2′. Metafemora not greatly thickened. Meso- and metatibia normal in length, not short; mesotibia at apex normal, metatibia at apex expanded or not. Color reddish brown ..................................................................... 3

3(2′). Head in both sexes with short horn. Apical region of pronotum declivous. Argentina; 3 species...... Eremobothynus Ohaus, 1910  

3′. Head lacking horns, instead with small tubercle or transverse carina. Apical region of pronotum not declivous.........4

4(3′). Protibia quadridentate. Ecuador (Galapagos Islands); 4 species........................................ ................ Neoryctes Arrow, 1908   (in part)

4′. Protibiae tridentate. SW United States; 1 species ...... Anoplognatho Rivers, 1889  

5(1′). Small species, generally less than 15 mm in length. Head lacking carina, tubercles, or horn; Euetheola humilis (Burmeister)   and Denhezia caucacola Endrödi   usually with weak frontoclypeal carinula. Pronotum lacking tubercle or fovea........................... 6

5′. Larger species, generally greater than 15 mm in length. Head usually with transverse carina (on subapex of clypeus or frontoclypeal region), tubercles, or horn (may be obsolete in some Coscinocephalus   specimens). Pronotum either steeply declivous on anterior half or with tubercles or short horn behind anterior margin (rarely obsolete in Aceratus   females, Aphonus   , Indieraligus   , Collagenus   , some Tomarus   , occasionally Philoscaptus   ) and usually with subapical fovea or sulcus...... 9

6(5). Color black.............................................7

6′. Color testaceous or reddish brown, pronotum usually slightly darker........8

7(6). Protibia tridentate, lacking small accessory teeth. Propygidium without stridulatory striae. Southern United States through South America; 7 species ......... ........................... Euetheola Bates, 1888  

7′. Protibia tridentate, with small accesory teeth. Propygidium with stridulatory striae. African genus with H. arator   introduced into southern Brazil....................... ............. Heteronychus Burmeister, 1847  

8(6′). Pronotum usually with minute, double tubercle at apex. Honduras to Brazil and Peru; 2 species ......................................... ............ Parapucaya Prell, 1934   (in part)

8′. Pronotum lacking double tubercle at apex. Colombia; 1 species ............................... .......................... Denhezia Dechambre, 2006   (incertae sedis)

* **Directions**
#1 Which genera does the identification key reach as endpoints? Give each with its author and year.
#2 Can you turn the paragraph of the identification key beginning "5′. Larger species" into a brief list that keeps its main facts?
None of the data is needed for this.

* **Provided data**
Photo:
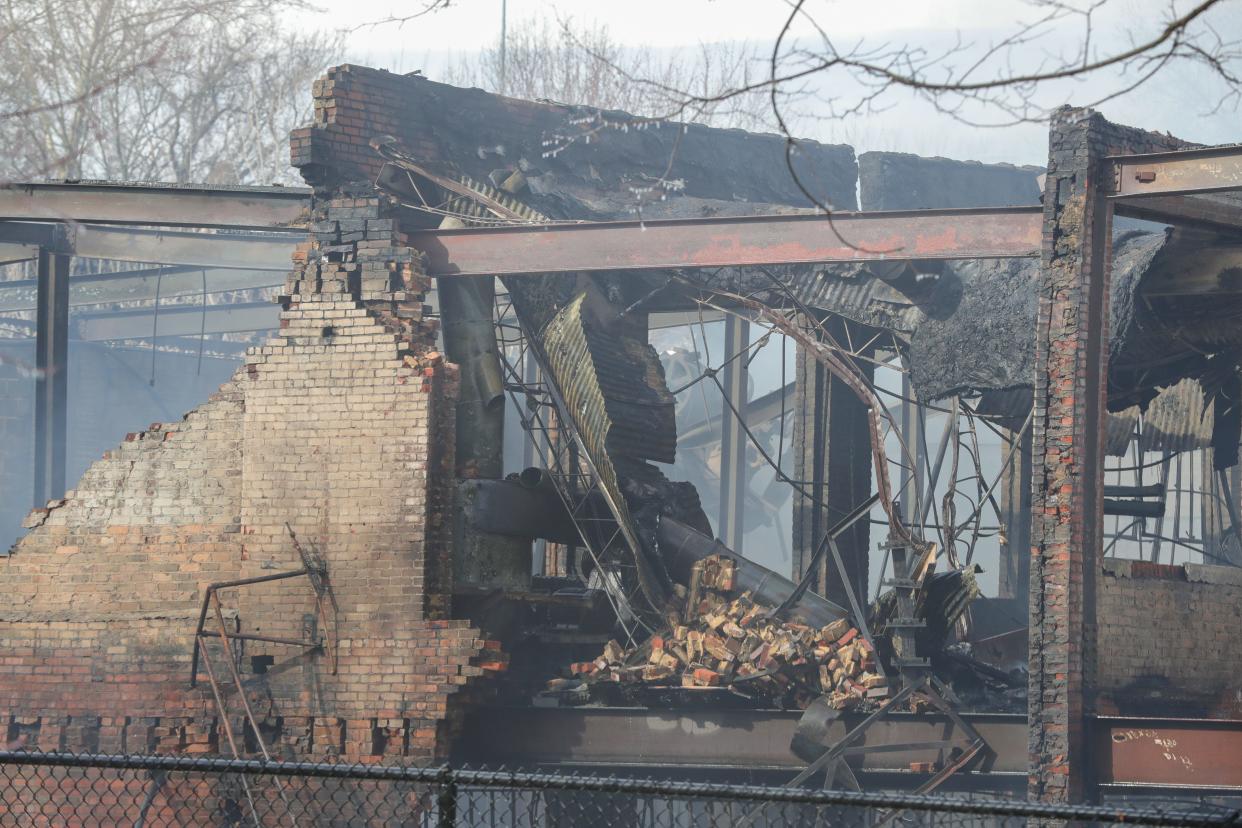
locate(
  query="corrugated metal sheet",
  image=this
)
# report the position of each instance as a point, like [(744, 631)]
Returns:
[(1178, 420)]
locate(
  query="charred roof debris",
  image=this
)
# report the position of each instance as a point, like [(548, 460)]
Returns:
[(673, 447), (961, 329)]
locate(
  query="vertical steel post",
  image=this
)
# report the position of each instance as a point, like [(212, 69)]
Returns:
[(912, 432), (51, 382), (1015, 569), (733, 456)]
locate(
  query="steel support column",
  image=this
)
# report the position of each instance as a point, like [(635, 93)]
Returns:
[(1015, 569), (734, 469), (51, 382), (832, 463)]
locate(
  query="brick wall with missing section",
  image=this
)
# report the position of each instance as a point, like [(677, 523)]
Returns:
[(342, 426)]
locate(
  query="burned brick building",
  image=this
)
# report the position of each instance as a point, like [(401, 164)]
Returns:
[(337, 546)]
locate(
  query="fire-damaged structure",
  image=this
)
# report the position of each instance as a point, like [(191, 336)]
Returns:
[(466, 373)]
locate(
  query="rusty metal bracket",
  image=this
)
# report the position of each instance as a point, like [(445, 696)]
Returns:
[(314, 570)]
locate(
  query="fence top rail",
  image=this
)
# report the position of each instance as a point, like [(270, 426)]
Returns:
[(446, 775)]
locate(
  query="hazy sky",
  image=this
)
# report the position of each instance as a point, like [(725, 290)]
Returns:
[(1178, 101)]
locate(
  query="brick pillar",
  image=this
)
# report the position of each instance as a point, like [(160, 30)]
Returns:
[(1066, 507), (832, 463), (1067, 462)]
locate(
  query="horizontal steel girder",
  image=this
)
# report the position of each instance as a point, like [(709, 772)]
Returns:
[(160, 205), (1183, 211), (1212, 169), (178, 320), (1132, 752), (241, 251), (1000, 232)]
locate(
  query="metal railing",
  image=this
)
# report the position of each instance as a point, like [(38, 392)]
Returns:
[(41, 788)]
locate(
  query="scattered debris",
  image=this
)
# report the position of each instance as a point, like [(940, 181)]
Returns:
[(723, 639)]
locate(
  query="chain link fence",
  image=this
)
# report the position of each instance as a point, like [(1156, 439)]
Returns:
[(154, 791)]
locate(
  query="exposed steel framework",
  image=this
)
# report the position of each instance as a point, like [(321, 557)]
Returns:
[(997, 232)]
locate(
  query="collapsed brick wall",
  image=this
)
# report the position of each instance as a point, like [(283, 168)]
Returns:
[(1169, 639), (339, 426)]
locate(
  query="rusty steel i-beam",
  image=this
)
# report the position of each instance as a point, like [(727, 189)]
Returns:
[(1212, 169), (999, 232)]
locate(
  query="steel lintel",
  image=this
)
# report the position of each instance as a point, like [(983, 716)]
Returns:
[(178, 320), (1130, 752), (242, 251), (1212, 169), (999, 232), (1169, 752), (155, 204), (1183, 211)]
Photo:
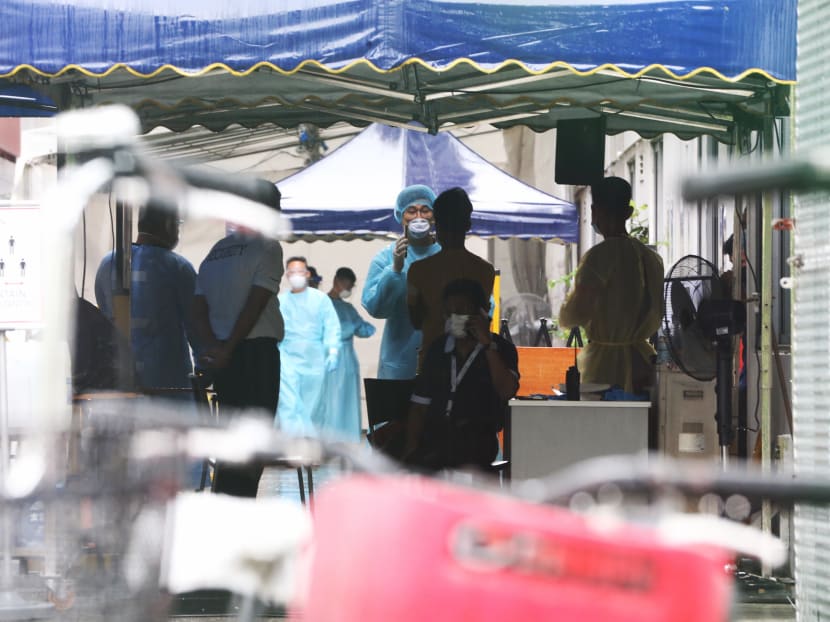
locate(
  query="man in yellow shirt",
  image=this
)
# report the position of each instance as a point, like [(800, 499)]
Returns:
[(427, 278), (617, 296)]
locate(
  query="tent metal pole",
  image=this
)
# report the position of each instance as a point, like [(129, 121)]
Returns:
[(766, 333)]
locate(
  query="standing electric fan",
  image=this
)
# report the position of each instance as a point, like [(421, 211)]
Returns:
[(699, 321)]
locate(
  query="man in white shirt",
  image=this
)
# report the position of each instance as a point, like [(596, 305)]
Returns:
[(238, 319)]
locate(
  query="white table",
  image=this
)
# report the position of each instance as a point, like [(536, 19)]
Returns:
[(545, 436)]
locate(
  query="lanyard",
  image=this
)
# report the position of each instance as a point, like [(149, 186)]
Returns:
[(456, 377)]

* **Results of the tasks**
#1
- Eremobothynus Ohaus, 1910
- Neoryctes Arrow, 1908
- Anoplognatho Rivers, 1889
- Euetheola Bates, 1888
- Heteronychus Burmeister, 1847
- Parapucaya Prell, 1934
- Denhezia Dechambre, 2006

#2
- Size: larger species, generally over 15 mm long.
- Head: usually has a transverse carina (on the subapex of the clypeus or the frontoclypeal region), tubercles, or a horn. This may be obsolete in some Coscinocephalus specimens.
- Pronotum: either steeply declivous on the anterior half, or with tubercles or a short horn behind the anterior margin. These are rarely obsolete in Aceratus females, Aphonus, Indieraligus, Collagenus, some Tomarus, and occasionally Philoscaptus. The pronotum usually has a subapical fovea or sulcus.
- Next step: go to couplet 9.